Extract each line of the items below that contains the word "open". Case counts.

◆ ◆ ◆ ◆ ◆ ◆ ◆

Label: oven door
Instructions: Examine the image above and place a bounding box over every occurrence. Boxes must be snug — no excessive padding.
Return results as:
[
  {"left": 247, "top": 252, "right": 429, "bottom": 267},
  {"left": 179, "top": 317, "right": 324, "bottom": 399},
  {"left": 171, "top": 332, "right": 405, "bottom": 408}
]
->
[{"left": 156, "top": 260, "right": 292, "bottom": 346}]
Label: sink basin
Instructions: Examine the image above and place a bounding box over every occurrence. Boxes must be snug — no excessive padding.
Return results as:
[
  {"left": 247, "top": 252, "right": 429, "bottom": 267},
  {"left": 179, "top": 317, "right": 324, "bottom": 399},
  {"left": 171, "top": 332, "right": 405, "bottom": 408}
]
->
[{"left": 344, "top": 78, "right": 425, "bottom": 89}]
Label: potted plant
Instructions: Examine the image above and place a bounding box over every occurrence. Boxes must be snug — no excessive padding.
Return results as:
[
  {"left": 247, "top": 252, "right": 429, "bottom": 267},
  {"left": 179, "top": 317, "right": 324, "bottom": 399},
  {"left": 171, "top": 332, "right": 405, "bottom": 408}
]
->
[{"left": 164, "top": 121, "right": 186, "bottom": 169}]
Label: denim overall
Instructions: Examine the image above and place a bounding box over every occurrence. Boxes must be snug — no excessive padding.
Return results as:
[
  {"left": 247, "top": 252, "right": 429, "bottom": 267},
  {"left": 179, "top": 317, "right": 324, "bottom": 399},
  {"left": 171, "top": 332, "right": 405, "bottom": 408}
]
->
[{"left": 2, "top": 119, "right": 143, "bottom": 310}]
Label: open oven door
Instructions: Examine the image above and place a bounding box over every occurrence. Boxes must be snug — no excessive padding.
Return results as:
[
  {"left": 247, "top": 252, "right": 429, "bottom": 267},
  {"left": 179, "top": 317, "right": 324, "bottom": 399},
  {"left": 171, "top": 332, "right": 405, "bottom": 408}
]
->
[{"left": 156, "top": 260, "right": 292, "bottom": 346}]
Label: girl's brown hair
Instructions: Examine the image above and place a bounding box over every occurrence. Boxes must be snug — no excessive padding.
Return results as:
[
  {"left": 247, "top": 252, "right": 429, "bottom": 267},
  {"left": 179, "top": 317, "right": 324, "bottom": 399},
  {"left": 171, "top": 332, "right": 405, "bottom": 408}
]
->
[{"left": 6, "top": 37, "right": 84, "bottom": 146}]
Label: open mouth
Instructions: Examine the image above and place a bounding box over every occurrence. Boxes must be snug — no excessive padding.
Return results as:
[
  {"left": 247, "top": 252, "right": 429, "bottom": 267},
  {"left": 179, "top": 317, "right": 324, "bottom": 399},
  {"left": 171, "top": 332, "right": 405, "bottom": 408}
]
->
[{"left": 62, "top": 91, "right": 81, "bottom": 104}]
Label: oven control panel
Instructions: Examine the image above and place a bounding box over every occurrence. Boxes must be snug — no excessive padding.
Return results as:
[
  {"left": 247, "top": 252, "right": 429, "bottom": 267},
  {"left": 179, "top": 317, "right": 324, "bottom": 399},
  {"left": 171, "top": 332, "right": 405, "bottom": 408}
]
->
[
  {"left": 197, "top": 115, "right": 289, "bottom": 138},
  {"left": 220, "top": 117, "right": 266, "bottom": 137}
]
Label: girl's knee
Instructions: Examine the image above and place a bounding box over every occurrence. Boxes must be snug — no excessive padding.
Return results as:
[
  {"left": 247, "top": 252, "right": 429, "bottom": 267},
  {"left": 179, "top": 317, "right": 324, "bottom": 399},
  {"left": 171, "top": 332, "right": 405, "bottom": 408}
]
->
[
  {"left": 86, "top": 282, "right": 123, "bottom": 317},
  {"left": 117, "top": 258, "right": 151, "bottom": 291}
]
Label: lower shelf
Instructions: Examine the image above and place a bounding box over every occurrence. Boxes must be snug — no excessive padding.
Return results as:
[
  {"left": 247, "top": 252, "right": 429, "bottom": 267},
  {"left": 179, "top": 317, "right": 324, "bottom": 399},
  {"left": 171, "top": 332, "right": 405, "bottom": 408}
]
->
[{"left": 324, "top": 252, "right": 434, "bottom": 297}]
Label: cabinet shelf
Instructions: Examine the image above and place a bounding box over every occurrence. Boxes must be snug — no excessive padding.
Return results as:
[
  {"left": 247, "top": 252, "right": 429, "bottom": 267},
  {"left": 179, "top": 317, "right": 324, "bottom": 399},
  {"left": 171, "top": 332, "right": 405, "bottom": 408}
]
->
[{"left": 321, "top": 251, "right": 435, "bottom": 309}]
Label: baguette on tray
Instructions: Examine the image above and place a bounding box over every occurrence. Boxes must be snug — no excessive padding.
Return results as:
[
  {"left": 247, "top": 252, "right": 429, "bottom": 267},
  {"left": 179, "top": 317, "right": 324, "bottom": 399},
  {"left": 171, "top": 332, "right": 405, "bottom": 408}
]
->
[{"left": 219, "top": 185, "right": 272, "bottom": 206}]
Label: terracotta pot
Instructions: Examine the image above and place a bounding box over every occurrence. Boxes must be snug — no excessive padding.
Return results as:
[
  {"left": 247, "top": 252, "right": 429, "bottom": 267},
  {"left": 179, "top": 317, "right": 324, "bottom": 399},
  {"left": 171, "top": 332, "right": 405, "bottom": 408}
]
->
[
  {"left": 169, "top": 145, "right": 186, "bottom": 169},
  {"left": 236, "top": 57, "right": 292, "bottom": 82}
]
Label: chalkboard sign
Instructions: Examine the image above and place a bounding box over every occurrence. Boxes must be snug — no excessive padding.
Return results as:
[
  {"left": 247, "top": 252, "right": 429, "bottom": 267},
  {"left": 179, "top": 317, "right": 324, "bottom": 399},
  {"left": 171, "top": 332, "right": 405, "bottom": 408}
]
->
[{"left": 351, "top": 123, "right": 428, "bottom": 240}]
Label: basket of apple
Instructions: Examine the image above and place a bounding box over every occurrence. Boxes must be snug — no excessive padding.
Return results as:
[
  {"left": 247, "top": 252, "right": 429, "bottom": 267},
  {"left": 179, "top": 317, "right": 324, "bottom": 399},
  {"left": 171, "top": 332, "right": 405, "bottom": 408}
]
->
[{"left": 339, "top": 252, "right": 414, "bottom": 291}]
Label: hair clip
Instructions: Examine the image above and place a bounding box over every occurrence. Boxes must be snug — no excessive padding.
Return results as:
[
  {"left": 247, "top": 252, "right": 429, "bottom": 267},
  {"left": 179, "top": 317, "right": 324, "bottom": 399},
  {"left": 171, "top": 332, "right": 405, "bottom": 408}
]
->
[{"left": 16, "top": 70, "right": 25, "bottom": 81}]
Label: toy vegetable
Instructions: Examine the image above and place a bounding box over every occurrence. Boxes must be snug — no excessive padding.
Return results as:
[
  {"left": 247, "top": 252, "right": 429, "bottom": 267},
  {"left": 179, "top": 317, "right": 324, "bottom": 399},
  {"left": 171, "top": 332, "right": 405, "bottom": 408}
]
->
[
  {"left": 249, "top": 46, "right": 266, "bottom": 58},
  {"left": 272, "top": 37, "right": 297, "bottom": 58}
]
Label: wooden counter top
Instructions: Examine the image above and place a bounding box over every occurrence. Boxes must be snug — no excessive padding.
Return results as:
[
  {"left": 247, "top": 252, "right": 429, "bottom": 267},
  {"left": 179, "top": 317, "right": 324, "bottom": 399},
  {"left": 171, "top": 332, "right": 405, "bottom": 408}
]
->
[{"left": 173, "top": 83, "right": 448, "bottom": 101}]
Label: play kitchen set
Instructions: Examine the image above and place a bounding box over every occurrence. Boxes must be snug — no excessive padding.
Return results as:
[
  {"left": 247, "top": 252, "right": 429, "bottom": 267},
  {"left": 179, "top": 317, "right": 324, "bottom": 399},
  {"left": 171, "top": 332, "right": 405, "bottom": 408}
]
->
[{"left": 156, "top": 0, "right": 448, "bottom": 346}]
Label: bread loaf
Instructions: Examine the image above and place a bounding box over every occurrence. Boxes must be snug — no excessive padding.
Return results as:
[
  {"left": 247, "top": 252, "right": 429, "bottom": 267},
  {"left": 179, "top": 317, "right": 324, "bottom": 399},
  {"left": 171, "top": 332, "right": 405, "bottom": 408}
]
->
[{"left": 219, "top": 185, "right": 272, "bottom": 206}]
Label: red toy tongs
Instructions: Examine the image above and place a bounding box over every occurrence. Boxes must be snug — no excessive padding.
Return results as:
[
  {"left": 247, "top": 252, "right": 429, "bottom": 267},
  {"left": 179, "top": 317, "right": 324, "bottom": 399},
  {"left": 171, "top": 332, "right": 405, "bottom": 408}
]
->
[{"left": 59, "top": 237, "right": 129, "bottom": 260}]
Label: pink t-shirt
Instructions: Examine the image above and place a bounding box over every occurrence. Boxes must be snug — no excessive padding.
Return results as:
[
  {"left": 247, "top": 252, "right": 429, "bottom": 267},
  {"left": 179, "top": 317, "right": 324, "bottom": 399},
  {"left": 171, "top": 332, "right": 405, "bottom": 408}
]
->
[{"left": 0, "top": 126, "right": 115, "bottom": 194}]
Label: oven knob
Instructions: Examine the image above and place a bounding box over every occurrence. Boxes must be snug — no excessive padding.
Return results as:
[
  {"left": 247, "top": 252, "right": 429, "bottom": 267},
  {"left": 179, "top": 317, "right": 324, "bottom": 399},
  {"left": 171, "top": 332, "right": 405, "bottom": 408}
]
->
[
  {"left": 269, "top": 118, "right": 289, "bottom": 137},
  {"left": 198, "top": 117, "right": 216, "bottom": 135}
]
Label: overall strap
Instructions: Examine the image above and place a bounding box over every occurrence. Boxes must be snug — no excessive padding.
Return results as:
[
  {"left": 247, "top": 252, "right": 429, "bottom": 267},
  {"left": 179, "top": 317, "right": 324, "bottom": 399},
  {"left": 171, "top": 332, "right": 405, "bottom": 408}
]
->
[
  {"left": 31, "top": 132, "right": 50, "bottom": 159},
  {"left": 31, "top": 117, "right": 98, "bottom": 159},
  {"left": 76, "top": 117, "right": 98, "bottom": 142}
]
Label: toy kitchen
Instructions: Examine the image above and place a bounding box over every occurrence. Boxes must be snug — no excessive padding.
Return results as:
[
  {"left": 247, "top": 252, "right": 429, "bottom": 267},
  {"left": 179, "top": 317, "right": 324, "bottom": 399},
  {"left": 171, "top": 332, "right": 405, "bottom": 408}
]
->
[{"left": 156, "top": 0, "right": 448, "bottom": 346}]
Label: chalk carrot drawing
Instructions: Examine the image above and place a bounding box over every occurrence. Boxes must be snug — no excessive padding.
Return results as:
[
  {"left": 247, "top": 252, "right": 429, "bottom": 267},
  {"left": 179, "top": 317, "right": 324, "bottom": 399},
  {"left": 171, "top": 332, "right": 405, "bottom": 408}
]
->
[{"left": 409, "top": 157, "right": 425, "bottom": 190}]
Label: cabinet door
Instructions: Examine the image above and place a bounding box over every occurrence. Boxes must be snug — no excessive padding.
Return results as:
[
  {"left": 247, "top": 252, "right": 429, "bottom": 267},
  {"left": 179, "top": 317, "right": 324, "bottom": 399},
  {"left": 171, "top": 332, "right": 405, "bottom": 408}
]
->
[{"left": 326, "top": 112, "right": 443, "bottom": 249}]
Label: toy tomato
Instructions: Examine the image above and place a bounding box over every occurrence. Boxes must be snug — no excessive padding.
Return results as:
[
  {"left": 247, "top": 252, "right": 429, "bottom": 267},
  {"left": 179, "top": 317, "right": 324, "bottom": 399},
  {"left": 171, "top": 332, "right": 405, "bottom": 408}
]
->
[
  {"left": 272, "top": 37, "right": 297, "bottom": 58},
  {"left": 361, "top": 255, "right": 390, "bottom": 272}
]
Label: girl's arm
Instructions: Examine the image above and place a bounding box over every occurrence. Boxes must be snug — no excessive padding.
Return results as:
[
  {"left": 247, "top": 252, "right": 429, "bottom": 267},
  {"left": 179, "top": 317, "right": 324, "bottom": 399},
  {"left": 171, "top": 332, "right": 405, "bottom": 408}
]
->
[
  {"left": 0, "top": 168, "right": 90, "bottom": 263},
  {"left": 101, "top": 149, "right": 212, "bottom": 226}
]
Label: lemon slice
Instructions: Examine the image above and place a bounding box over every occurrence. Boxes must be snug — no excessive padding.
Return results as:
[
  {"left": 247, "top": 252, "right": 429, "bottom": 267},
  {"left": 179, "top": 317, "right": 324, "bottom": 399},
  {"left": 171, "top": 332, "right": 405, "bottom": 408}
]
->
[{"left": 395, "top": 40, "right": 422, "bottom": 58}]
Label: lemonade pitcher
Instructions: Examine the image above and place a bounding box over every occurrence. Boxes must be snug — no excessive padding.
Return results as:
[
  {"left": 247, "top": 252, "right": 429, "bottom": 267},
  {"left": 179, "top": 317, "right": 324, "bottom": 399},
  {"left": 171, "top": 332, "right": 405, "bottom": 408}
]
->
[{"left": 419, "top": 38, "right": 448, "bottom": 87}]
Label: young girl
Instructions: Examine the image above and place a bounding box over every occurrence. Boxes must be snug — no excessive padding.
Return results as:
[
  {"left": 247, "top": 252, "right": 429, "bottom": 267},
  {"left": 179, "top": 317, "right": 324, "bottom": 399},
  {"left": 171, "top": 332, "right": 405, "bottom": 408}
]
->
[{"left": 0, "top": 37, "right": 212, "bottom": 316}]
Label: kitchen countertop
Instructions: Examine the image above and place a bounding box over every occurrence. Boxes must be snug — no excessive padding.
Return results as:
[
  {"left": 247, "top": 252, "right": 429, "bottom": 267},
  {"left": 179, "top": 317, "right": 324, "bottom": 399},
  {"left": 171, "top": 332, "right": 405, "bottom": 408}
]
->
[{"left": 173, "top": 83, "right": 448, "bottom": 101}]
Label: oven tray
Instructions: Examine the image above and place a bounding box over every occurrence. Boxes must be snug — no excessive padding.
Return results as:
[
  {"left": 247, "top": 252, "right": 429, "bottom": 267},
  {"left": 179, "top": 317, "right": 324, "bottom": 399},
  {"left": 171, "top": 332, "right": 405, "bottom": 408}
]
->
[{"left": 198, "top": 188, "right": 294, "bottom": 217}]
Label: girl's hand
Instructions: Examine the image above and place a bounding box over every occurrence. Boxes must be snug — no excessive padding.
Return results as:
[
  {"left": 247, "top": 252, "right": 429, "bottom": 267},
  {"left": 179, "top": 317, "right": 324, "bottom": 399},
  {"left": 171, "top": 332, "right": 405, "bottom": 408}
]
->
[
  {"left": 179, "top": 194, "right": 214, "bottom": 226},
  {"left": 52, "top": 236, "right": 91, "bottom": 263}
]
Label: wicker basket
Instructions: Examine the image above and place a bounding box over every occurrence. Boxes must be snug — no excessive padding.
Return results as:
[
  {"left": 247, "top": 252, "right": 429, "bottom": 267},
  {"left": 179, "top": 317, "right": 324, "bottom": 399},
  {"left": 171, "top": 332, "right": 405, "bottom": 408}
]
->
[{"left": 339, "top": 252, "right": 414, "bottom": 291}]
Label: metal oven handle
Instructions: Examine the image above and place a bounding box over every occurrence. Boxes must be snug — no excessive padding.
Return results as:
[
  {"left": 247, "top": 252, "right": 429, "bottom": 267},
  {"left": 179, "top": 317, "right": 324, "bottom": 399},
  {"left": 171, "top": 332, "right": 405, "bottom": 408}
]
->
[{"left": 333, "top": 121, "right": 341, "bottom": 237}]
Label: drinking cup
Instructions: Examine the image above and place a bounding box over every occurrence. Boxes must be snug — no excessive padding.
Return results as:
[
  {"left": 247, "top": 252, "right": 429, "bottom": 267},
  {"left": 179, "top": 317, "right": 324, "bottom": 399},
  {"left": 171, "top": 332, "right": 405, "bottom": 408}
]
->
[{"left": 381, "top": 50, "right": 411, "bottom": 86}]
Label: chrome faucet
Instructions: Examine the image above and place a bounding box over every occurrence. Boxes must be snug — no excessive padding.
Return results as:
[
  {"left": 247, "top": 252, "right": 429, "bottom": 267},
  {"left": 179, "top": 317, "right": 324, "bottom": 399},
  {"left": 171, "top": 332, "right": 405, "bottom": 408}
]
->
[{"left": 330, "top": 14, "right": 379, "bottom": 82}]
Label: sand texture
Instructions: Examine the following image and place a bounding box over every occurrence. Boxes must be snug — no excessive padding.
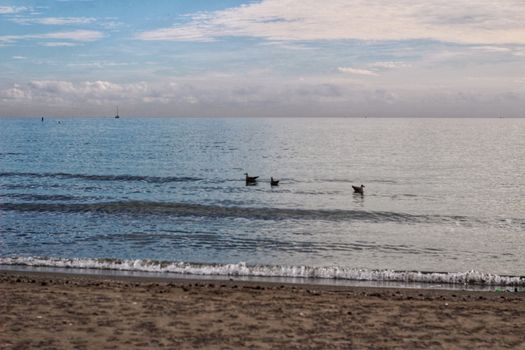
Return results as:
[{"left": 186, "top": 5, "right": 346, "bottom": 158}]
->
[{"left": 0, "top": 272, "right": 525, "bottom": 349}]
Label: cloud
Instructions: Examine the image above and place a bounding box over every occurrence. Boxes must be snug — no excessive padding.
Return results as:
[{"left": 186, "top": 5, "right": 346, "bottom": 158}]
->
[
  {"left": 0, "top": 30, "right": 104, "bottom": 44},
  {"left": 337, "top": 67, "right": 379, "bottom": 76},
  {"left": 0, "top": 6, "right": 29, "bottom": 15},
  {"left": 0, "top": 73, "right": 525, "bottom": 117},
  {"left": 38, "top": 41, "right": 79, "bottom": 47},
  {"left": 137, "top": 0, "right": 525, "bottom": 45},
  {"left": 472, "top": 46, "right": 512, "bottom": 53},
  {"left": 368, "top": 61, "right": 410, "bottom": 69},
  {"left": 10, "top": 17, "right": 96, "bottom": 26}
]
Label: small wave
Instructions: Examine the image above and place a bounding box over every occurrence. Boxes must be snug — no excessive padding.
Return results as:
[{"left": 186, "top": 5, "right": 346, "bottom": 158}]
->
[
  {"left": 0, "top": 257, "right": 525, "bottom": 286},
  {"left": 0, "top": 201, "right": 458, "bottom": 223},
  {"left": 1, "top": 193, "right": 87, "bottom": 201},
  {"left": 0, "top": 172, "right": 202, "bottom": 183}
]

◆ ◆ ◆ ◆ ◆ ◆ ◆

→ **Result of this exercise**
Label: open oven door
Label: open mouth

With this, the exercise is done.